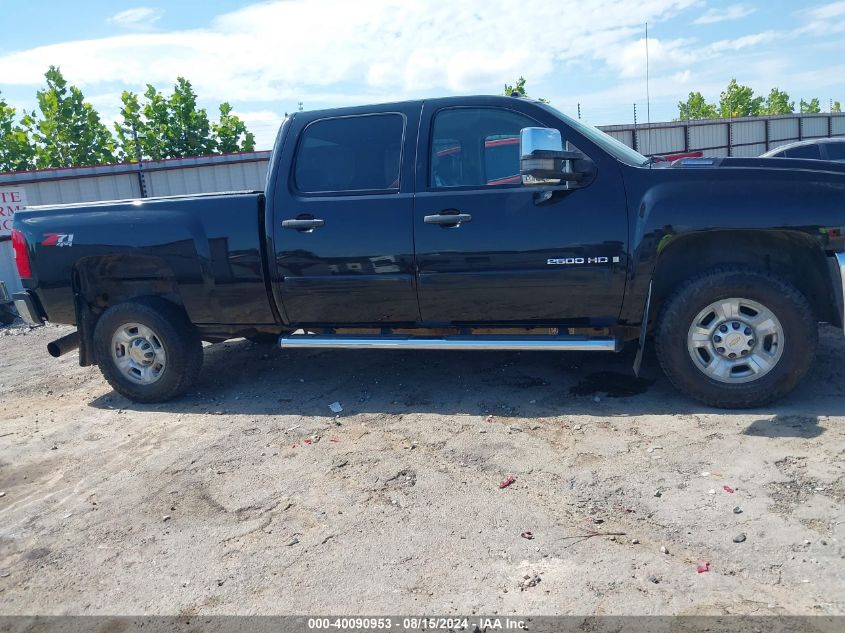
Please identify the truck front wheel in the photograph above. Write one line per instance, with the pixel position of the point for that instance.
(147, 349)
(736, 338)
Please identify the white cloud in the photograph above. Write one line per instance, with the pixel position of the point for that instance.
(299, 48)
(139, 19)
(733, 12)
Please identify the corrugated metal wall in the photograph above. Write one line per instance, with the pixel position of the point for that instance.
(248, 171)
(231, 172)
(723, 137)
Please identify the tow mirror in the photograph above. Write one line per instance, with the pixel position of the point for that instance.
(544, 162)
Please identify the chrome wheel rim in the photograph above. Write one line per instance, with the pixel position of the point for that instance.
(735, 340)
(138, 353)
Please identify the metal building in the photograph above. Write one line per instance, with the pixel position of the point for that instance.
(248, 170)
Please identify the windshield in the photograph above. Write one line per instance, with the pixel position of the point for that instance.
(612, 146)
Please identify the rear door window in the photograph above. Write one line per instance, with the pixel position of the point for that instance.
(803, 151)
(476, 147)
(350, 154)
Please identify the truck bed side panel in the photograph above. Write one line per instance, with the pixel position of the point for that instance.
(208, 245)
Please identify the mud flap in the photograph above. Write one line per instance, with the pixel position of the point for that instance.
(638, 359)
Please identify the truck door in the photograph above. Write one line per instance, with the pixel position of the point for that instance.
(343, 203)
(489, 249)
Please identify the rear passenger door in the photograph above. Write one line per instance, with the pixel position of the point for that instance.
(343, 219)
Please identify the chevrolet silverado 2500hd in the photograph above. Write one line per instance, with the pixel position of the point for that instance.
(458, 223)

Aim of the exercise> Beginning at the line that holds "Please identify the mud", copy every line through the end of the entries exactly as given, and only those lines.

Output for this task>
Please identify the mud flap in the photograph above. Write one line per instance, with the pixel position of the point for that instance.
(638, 359)
Please identify the truck door in the photograph above. Write one line per instance, with the pixel position of the point for that instance.
(343, 203)
(489, 249)
Please identify the rear passenger door in the photograph above. Write one line per instance, with the pixel position of the point for that instance.
(343, 219)
Please identify the chevrolet silverado 2500hd in the photograph above. Write one line per instance, with the pixel position of the point for that instance.
(458, 223)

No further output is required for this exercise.